• Region pointing data:
================

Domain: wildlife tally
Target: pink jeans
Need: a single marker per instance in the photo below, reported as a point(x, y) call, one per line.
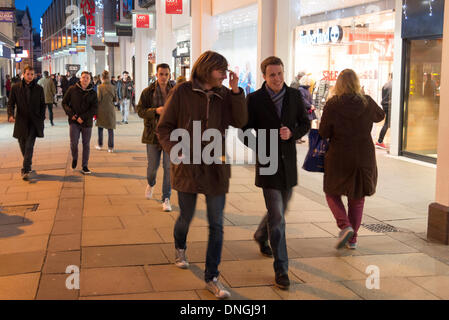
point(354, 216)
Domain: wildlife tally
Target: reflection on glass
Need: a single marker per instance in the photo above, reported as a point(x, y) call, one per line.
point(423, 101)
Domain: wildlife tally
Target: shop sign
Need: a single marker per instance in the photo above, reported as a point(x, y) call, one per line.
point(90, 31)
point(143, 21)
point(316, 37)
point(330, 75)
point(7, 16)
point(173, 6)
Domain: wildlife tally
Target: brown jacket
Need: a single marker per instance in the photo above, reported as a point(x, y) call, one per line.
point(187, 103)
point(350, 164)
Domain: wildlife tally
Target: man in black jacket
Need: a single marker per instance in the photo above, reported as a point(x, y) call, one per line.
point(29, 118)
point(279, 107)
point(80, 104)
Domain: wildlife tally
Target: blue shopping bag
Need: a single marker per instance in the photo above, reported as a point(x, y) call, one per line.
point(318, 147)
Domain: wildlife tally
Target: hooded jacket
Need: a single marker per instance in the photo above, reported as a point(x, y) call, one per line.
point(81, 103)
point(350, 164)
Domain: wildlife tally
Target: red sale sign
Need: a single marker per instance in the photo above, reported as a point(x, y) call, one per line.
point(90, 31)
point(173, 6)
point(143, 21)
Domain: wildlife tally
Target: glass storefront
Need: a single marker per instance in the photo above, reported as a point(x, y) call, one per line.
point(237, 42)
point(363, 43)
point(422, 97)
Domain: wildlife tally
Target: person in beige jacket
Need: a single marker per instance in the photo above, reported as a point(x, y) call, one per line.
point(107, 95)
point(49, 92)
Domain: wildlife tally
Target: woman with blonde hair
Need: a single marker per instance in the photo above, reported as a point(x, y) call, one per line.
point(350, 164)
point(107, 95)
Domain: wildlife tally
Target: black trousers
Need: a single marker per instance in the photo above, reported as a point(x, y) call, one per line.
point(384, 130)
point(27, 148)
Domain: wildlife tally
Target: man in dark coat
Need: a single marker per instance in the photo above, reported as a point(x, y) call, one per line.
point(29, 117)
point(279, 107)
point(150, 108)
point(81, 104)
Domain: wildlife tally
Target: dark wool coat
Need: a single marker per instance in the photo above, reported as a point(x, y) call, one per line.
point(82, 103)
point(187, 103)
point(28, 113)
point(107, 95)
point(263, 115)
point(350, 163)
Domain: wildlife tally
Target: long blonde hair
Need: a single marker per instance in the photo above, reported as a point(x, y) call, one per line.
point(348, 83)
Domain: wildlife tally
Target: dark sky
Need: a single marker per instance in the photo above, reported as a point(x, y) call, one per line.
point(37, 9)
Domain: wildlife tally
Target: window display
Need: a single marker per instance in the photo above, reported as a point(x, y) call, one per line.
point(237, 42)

================

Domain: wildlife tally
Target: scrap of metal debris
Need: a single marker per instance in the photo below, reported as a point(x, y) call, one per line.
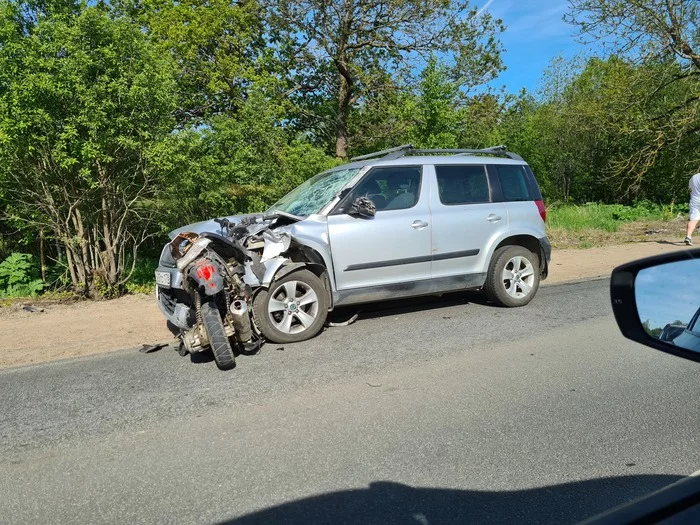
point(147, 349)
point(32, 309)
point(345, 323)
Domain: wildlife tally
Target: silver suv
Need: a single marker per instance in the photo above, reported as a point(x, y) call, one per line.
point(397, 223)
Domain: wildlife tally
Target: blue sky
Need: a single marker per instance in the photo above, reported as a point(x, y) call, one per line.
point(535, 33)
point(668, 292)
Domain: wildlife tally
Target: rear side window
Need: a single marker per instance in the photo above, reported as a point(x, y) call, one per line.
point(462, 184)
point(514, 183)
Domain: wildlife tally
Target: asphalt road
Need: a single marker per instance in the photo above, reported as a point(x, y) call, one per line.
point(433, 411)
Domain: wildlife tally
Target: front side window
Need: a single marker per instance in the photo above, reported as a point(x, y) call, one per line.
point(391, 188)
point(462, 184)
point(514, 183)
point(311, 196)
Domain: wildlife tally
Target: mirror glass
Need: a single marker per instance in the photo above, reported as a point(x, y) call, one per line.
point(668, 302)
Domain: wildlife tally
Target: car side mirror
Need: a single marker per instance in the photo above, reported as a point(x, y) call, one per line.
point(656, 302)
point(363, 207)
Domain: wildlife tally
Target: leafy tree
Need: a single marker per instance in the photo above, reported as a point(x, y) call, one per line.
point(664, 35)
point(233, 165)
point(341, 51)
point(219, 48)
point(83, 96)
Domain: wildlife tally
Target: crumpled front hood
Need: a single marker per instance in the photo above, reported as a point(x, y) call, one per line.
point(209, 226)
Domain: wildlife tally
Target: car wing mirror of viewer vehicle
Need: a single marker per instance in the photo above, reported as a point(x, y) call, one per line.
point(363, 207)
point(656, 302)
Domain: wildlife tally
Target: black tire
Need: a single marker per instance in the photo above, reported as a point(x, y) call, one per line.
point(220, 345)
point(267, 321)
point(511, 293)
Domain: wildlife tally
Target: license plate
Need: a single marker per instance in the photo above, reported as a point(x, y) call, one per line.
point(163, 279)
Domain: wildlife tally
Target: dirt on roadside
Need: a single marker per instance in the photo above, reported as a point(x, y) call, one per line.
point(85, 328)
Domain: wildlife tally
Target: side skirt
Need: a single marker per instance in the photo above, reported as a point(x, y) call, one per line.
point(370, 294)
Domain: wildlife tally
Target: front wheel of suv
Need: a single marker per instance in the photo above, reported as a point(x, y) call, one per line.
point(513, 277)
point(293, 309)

================

• Problem details: Read the entries and select each line where the word "jacket" is found.

• Written answer:
Target: brown jacket
Target: man in black jacket
Target: hooded jacket
Target: person in beige jacket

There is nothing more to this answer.